Task:
Answer these from the excerpt on the motion for interlocutory appeal:
1. Which two orders does Stephens ask the court to certify for interlocutory appeal?
2. Which statute does Stephens cite as allowing interlocutory appeal of otherwise unappealable orders?
3. Why does Stephens say he cannot rely on the collateral order doctrine?

3. Motion for interlocutory appeal.

In this motion, Stephens moves the court "to certify for interlocutory appeal its order denying his Motion to Suppress and its order denying his Motion for Franks hearing." Motion for Interlocutory Appeal, p. 1. Stephens argues that 28 U.S.C. § 1292(b) "provides for interlocutory appeal of otherwise unappealable orders when those orders involve a controlling question of law and there is a substantial ground for difference of opinion as to the orders and the immediate appeal from the order may materially advance the ultimate termination of the litigation." Id. (citing Wells v. Toyota Motor Mfg. Indiana, Inc., 2006 WL 2038553 *1 (S.D. Ind., July 19, 2006)). Stephens also concedes in his motion that "generally, in the Seventh Circuit, interlocutory appeals are not allowed." Id. (citing United States v. Segal, 432 F.3d 767, 774-75 (7th Cir. 2005), in turn citing United States v. Rinaldi, 351 F.3d 285, 288 (7th Cir. 2003)). Stephens also discusses the collateral order doctrine, which in limited instances "provides an exception to the prohibition against appeal of non-final orders in criminal matters where `the order . . . must dispose of an issue totally apart from the merits and . . . it must be virtually unreviewable on appeal from a final judgment.'" Motion for Interlocutory Appeal, p. 2 (citing Segal, 432 F.3d at 774 and Rinaldi, 351 F.3d at 288). However, Stephens acknowledges that he "cannot avail himself [of] the collateral order doctrine since [the] issues which [he] is attempting to appeal are not `totally apart from the merits.'" Id. Even though he readily acknowledges that interlocutory appeals in criminal cases are generally not permitted, he "asks the court to make an exception to its general rule of not allowing appeals of non-final orders." Id.

Extracted material:
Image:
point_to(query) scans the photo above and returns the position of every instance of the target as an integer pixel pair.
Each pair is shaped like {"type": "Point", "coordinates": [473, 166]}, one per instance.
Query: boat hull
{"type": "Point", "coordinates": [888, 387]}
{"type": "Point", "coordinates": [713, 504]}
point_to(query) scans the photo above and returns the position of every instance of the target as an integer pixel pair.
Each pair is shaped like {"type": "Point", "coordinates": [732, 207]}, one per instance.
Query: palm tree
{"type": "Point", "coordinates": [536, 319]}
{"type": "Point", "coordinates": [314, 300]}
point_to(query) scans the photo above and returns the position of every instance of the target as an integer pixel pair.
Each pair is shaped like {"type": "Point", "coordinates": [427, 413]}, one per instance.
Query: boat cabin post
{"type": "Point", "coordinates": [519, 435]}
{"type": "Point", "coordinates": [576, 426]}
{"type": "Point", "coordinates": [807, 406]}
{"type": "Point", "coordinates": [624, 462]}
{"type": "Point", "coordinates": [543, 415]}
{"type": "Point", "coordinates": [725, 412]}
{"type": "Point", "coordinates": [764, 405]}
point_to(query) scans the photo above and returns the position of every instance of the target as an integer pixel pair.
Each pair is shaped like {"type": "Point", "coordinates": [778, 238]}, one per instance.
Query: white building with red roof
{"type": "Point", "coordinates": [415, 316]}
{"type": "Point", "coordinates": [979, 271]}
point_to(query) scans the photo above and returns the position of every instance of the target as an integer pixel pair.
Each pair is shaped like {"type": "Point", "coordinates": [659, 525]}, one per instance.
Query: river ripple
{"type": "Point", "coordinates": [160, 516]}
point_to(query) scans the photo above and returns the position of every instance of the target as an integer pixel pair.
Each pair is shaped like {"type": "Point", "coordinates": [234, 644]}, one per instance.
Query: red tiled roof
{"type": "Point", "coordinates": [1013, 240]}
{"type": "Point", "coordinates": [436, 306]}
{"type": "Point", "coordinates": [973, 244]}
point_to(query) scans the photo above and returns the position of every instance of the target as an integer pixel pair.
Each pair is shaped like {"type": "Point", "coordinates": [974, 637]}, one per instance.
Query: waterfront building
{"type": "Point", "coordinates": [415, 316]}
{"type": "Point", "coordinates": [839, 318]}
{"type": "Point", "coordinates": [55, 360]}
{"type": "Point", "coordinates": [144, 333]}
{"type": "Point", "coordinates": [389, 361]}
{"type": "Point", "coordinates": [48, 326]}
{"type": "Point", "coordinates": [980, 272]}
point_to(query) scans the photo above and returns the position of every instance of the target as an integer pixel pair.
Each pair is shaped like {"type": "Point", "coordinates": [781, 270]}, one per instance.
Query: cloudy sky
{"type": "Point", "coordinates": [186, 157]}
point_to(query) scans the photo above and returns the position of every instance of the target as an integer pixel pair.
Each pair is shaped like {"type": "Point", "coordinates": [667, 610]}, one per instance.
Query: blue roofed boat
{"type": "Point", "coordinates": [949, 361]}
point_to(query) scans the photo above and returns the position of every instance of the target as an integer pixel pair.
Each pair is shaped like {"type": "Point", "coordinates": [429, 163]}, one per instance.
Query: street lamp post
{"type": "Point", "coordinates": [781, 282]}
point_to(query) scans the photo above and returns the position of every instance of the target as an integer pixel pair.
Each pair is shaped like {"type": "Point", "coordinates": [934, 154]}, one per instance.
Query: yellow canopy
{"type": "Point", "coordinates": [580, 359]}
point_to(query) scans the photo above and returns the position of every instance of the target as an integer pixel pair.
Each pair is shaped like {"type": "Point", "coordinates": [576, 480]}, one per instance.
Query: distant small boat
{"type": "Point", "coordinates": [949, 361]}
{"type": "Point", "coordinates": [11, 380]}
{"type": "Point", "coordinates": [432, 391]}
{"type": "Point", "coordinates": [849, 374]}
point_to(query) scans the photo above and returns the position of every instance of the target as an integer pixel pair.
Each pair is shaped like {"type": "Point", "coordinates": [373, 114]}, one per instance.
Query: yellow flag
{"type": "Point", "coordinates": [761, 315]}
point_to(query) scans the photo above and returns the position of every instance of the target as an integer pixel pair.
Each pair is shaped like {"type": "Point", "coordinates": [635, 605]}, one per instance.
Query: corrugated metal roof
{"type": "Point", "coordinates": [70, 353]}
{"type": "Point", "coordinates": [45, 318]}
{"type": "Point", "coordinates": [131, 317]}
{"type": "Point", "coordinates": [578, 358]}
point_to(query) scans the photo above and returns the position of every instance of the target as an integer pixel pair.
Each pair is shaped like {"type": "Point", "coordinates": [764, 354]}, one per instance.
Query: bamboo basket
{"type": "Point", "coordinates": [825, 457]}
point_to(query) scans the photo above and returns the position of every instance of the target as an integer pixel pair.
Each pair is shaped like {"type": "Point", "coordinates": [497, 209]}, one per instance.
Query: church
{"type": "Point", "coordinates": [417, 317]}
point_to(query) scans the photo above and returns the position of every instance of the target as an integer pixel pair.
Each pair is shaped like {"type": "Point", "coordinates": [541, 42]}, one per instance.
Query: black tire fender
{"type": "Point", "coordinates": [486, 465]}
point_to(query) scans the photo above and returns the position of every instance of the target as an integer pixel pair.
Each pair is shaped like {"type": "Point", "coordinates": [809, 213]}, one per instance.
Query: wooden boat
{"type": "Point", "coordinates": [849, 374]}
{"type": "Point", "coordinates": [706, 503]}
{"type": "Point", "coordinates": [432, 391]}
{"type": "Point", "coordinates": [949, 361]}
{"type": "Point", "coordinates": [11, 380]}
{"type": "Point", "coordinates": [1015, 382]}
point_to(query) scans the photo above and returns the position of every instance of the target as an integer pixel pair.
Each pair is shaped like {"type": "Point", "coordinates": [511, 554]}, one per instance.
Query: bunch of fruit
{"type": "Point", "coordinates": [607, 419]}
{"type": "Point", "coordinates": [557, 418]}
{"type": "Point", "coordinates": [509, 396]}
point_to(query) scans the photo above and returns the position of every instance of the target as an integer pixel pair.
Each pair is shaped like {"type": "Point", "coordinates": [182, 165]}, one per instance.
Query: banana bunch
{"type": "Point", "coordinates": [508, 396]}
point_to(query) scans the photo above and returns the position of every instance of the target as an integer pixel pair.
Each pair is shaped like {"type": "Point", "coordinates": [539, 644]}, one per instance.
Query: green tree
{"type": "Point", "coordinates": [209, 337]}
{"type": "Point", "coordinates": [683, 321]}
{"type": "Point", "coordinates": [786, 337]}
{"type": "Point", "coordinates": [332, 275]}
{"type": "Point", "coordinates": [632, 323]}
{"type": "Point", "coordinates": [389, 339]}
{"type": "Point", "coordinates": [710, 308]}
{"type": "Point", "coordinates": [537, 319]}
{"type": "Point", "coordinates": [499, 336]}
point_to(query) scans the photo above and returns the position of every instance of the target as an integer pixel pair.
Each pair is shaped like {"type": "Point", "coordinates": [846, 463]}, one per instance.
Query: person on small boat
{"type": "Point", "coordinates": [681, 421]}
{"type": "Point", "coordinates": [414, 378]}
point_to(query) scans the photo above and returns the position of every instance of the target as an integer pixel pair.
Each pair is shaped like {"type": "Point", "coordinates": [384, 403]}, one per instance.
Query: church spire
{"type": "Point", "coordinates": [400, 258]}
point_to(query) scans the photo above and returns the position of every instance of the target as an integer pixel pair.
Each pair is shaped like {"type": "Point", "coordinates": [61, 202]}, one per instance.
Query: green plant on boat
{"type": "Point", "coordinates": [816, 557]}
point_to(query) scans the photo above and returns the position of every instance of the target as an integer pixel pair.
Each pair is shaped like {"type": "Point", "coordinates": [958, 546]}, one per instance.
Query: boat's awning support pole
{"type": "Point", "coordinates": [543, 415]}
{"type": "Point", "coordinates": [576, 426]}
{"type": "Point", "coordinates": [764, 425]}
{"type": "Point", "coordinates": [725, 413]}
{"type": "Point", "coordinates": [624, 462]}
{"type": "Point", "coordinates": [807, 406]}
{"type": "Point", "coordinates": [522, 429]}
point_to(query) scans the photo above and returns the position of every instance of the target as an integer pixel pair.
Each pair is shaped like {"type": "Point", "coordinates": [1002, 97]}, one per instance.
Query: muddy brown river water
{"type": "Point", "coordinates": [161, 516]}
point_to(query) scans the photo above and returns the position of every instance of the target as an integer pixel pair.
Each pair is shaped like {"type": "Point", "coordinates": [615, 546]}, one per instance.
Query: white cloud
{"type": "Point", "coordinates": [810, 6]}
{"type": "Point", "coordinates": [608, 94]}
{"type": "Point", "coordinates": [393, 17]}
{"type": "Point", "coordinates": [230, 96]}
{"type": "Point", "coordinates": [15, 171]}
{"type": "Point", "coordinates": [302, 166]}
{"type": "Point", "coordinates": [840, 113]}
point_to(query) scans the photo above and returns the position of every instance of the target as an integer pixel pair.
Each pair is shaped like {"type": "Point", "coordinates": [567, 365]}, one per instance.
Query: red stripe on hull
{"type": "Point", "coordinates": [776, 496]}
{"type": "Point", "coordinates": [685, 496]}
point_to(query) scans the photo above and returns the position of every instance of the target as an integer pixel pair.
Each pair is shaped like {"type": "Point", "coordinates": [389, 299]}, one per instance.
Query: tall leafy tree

Written solution:
1. The order denying his Motion to Suppress and the order denying his Motion for Franks hearing.
2. 28 U.S.C. § 1292(b).
3. The issues he is trying to appeal are not "totally apart from the merits."